- **YOUR INSTRUCTIONS**
Give the lines below as a numbered list, omitting any blank lines and leaving out the pictures.

==== INFORMATION SHOWN

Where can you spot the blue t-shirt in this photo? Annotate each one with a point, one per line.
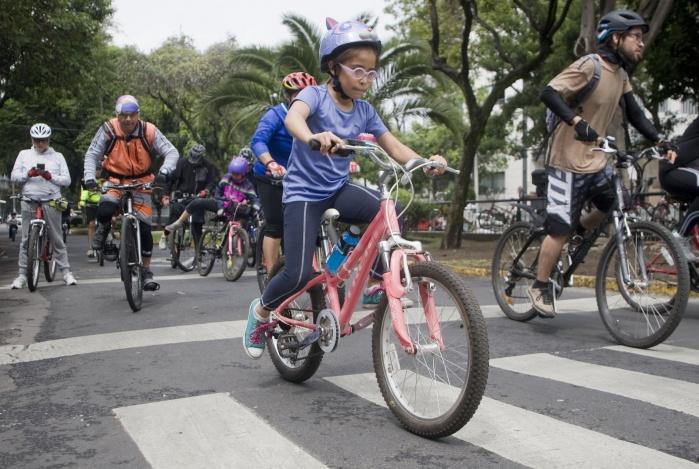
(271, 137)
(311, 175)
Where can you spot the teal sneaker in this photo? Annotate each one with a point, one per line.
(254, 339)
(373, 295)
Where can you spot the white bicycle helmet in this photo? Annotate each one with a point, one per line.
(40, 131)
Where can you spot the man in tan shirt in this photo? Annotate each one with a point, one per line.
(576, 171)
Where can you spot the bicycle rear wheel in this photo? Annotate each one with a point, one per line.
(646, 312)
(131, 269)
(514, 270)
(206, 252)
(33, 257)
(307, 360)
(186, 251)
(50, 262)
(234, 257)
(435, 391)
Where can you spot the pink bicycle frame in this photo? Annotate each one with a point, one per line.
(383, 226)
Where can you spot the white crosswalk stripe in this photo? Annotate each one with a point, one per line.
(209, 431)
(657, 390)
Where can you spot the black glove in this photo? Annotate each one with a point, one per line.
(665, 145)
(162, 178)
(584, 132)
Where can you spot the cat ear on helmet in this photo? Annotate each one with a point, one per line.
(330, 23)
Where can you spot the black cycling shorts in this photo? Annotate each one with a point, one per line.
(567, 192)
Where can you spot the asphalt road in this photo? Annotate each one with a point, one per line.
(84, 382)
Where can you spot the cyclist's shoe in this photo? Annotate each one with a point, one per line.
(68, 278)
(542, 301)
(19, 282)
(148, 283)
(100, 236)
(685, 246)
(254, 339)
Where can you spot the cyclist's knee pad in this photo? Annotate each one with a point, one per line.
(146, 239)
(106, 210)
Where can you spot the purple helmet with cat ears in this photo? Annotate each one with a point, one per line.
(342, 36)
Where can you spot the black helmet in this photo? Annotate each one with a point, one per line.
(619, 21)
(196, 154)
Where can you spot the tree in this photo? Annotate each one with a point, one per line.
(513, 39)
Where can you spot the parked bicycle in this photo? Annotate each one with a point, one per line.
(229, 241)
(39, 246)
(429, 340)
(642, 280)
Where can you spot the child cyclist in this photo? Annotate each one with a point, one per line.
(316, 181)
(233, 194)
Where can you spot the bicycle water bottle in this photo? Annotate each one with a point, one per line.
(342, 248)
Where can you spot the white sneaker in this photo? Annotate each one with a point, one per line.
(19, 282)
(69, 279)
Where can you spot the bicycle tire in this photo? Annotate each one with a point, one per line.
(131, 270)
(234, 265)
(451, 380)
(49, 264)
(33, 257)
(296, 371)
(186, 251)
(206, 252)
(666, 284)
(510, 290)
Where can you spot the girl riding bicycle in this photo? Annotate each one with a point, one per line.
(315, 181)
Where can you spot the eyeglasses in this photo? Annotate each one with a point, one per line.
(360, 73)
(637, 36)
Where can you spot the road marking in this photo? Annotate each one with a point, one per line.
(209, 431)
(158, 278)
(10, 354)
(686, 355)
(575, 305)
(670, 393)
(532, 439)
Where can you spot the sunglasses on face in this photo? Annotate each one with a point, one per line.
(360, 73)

========

- **RESPONSE BELOW**
1. Where can you spot the blue t-shirt in this photo? Annotate each one with a point, one per line.
2. (271, 137)
3. (311, 175)
4. Where can you spot the teal sneaker in this photo? Annotate each one with a point, one per line.
5. (254, 339)
6. (373, 295)
7. Where can you spot the white bicycle helmet in this photo? Annotate each one with a point, one per line.
8. (40, 131)
9. Where can you spot the man in tan shirt in this photo? Annotate each one with a point, one per line.
10. (576, 171)
11. Where can you spot the bicycle rear wheel in this photo? Annotate each one with a point, one per line.
12. (646, 312)
13. (131, 269)
14. (514, 270)
15. (206, 252)
16. (33, 257)
17. (307, 360)
18. (186, 251)
19. (50, 262)
20. (234, 257)
21. (435, 391)
22. Where can you spot the pink bicycle frame in this photo? Annotate each one with a point, one per line.
23. (383, 226)
24. Where can you spot the white crosswalk stripe in this photo? Annotate each one with a point, one per line.
25. (209, 431)
26. (657, 390)
27. Where can you spot the black glove in this photo? Annotate each one with a point, one per line.
28. (665, 145)
29. (162, 178)
30. (584, 132)
31. Where can you spot the cat ear on helmet in this photo? Annotate each one with a point, one per line.
32. (330, 23)
33. Where can you spot the black cycling shorts in this photo? Annotate each one with a point, one per line.
34. (567, 192)
35. Where can you spot the asphalt road in this photo? Annotate each one with a point, one per line.
36. (84, 382)
37. Where can you spot the cyclist's shoe in this photo? Annotate each one with a point, one per line.
38. (68, 278)
39. (542, 301)
40. (19, 282)
41. (148, 283)
42. (100, 236)
43. (685, 246)
44. (254, 339)
45. Where can you spot the cyclist's knee pad in this photo? Annotate each one with a point, one per line.
46. (146, 239)
47. (106, 210)
48. Where can you spot the purple helmet with cat ears in this photo? Annotate each one with a point, one per line.
49. (342, 36)
50. Where can you spot the black helmet in this photo? Annotate each one with a point, one per line.
51. (619, 21)
52. (196, 154)
53. Where can you spot the tree in this photo? Annotate each one with a point, one per line.
54. (513, 39)
55. Where can you spot the parked bicycle in this photo? Annotate each one with a point, one per line.
56. (229, 241)
57. (39, 246)
58. (429, 340)
59. (642, 280)
60. Where can you spot the child cyclist in this photo? Annotate each one with a point, one per line.
61. (316, 181)
62. (233, 194)
63. Where can you spot the bicycle water bottle in this photo? Annotate each one with a point, one per line.
64. (342, 248)
65. Where can you spot the white sneaker in this photo? Annotate each one with a point, one per line.
66. (19, 282)
67. (69, 279)
68. Where can you spot the bicycle tire in this photo? Annotate each one with a point, one per line.
69. (131, 270)
70. (234, 265)
71. (451, 380)
72. (49, 264)
73. (33, 257)
74. (296, 371)
75. (186, 251)
76. (206, 252)
77. (666, 284)
78. (510, 290)
79. Where can you spot the girl riding bicycle in this photo? Annotate each one with a point, one per line.
80. (315, 181)
81. Where can you spot the eyeglasses in this photo? Annotate each one with a point, one per line.
82. (360, 73)
83. (637, 36)
84. Where can you spot the road marking in this photo? Annotate each one with a point, one per line.
85. (209, 431)
86. (158, 278)
87. (10, 354)
88. (686, 355)
89. (575, 305)
90. (670, 393)
91. (532, 439)
92. Where can you spot the sunglasses on face in this photo? Annotate each one with a point, one per line.
93. (360, 73)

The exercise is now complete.